Without the images, output every record exactly as it appears.
== Segment start ==
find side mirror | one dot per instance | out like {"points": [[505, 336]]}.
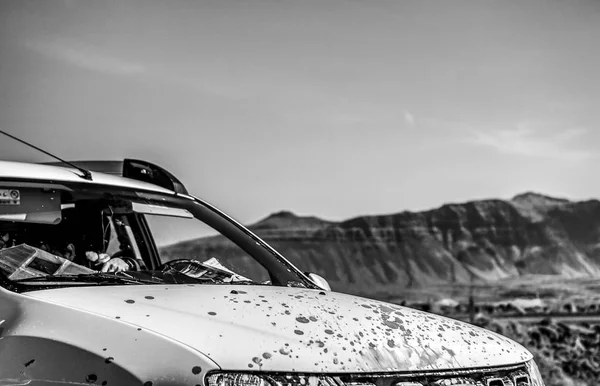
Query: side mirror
{"points": [[319, 280]]}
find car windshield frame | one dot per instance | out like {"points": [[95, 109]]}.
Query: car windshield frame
{"points": [[282, 272]]}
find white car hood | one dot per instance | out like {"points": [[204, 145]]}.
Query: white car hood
{"points": [[290, 329]]}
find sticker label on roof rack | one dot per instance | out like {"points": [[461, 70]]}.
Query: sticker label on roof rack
{"points": [[10, 197]]}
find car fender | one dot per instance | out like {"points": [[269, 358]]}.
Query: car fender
{"points": [[46, 343]]}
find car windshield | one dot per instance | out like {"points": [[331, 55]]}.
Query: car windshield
{"points": [[73, 234]]}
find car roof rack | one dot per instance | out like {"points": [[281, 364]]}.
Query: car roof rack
{"points": [[131, 168]]}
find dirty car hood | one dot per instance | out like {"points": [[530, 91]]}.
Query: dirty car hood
{"points": [[291, 329]]}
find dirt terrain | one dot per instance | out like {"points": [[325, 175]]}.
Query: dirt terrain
{"points": [[567, 354]]}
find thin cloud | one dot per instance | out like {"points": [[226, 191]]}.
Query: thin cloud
{"points": [[409, 119], [524, 140], [87, 57]]}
== Segment end ==
REPLY ->
find side mirror | one dot per instance | out like {"points": [[505, 336]]}.
Query: side mirror
{"points": [[319, 280]]}
find car windshield frame | one dot per instance | out like {"points": [[95, 109]]}.
Query: car windshield frame
{"points": [[282, 272]]}
find white car hood | one dot per instance | out like {"points": [[204, 145]]}.
Query: white car hood
{"points": [[290, 329]]}
find sticker label on roof rack | one dot per instance | out like {"points": [[461, 70]]}.
Query: sticker label on roof rack
{"points": [[10, 197]]}
find car fender | one dot per instance | out like {"points": [[269, 358]]}.
Query: car fender
{"points": [[46, 343]]}
find car windshield | one dot per instance | out like {"points": [[331, 55]]}.
Query: car windshield
{"points": [[73, 234]]}
find car roof rack | one dot per instance | out like {"points": [[281, 364]]}.
Query: car roof rack
{"points": [[131, 168]]}
find dirty car hood | one dot per instance | out like {"points": [[530, 91]]}.
Query: dirty car hood
{"points": [[291, 329]]}
find dirt terrain | one dot per instance | out like {"points": [[325, 175]]}.
Query: dirt terrain
{"points": [[567, 354]]}
find thin cloud | one dot per instance | out like {"points": [[226, 191]]}.
Query: thin cloud
{"points": [[409, 119], [524, 140], [87, 57]]}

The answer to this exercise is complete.